### Texte à lire
________________________________________
Dès le début de son histoire le vin s’est ancré à la religion, tantôt pour en nourrir les divinités, tantôt pour rapprocher du ciel, mais c’est avec le christianisme qu’il a trouvé son amour et son expansion. Eglise et vin, voilà une association qui peut surprendre pourtant, depuis 2000 ans, ces deux créations de Dieu se mêlent et s’entremêlent dans un dialogue d’ivresse et de communion. Ivresse des hommes de la Bible, au premier chef le patriarche Noé, sauveur de l’humanité lors du déluge, mais grand buveur et premier ivrogne sitôt l’eau disparue ; ivresse des prophètes, Isaïe, Osée, Daniel, tant d’autres encore, qui ont associé le vin et Dieu, la vigne avec le peuple d’Israël.

De cette ivresse naquit une communion. Jésus, lors de son dernier repas, prend une coupe de vin et dit, cela est mon sang, cela sera toujours mon sang, réunissez-vous ensemble et le vin sera la présence visible de mon corps parmi vous. Le vin devenu sang de Dieu, il n’en fallait pas plus pour assurer à ce produit une postérité infinie et un développement perpétuel.

L’idée de ce livre est venue lors de dégustations organisées pour des professionnels. Lisant les étiquettes et les vins dégustés nous nous sommes aperçus que tous les vignobles, récents comme anciens, avaient une origine ecclésiale, c’est-à-dire que le domaine ou la région dont ils provenaient avaient été fondés par des évêques ou par des moines. Et c’est un fait, sans l’Eglise le vignoble français, européen et mondial, ne serait pas ce qu’il est. Le visage actuel de la planète des vins se façonne depuis deux millénaires, c’est un visage qui a été créé par l’Eglise. Et même si aujourd’hui les clercs n’ont plus de prise direct sur le vignoble ils continuent d’influencer sa destinée. La connaissance de l’histoire du vin a vraiment pris son essor avec les travaux pionniers du Professeur Roger Dion, qui en quelques livres magistraux, érudits et pédagogues, a découvert les origines du vin, et a ouvert les yeux à bien des historiens et chercheurs. Puis ce fut au tour de Marcel Lachiver, décédé en 2008, de reprendre le flambeau et de se livrer à une analyse serrée et détaillée des campagnes françaises, et notamment des vignerons. Aujourd’hui le champ de la connaissance reste encore à labourer, les fruits à vendanger sont incessants, mais la géographie historique française demeure en pointe sur le sujet, entre autre grâce aux travaux du Professeur Jean-Robert Pitte.
________________________________________
### Données brutes
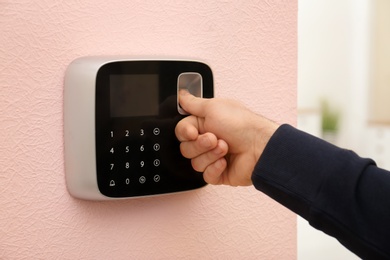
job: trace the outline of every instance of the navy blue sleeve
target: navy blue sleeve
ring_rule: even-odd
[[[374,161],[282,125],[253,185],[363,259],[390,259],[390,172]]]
________________________________________
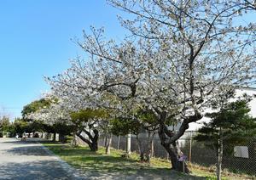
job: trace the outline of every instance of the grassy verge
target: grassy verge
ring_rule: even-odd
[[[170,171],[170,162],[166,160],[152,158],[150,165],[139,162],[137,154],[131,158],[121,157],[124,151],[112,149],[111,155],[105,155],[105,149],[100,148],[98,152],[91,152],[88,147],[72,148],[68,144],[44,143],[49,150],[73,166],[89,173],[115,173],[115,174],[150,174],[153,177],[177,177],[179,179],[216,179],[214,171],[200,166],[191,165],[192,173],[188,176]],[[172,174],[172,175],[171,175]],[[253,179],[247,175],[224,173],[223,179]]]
________________________________________
### Exercice écrit 1
Dans le texte sur le vin et l'Église, relevez le nom de chaque chercheur dont les travaux sur l'histoire du vin ou des campagnes sont mentionnés.
### Exercice écrit 2
Recopiez à l'identique les lignes de données, de celle qui contient "job: trace the outline of every instance of the navy" jusqu'à celle qui contient "[[[374,161],[282,125],[253,185],[363,259],[390,259],[390,172]]]", toutes deux comprises.
Le texte et les lignes de données ne sont pas liés entre eux.

### Réponse à l'exercice 1
Roger Dion, Marcel Lachiver, Jean-Robert Pitte

### Réponse à l'exercice 2
job: trace the outline of every instance of the navy blue sleeve
target: navy blue sleeve
ring_rule: even-odd
[[[374,161],[282,125],[253,185],[363,259],[390,259],[390,172]]]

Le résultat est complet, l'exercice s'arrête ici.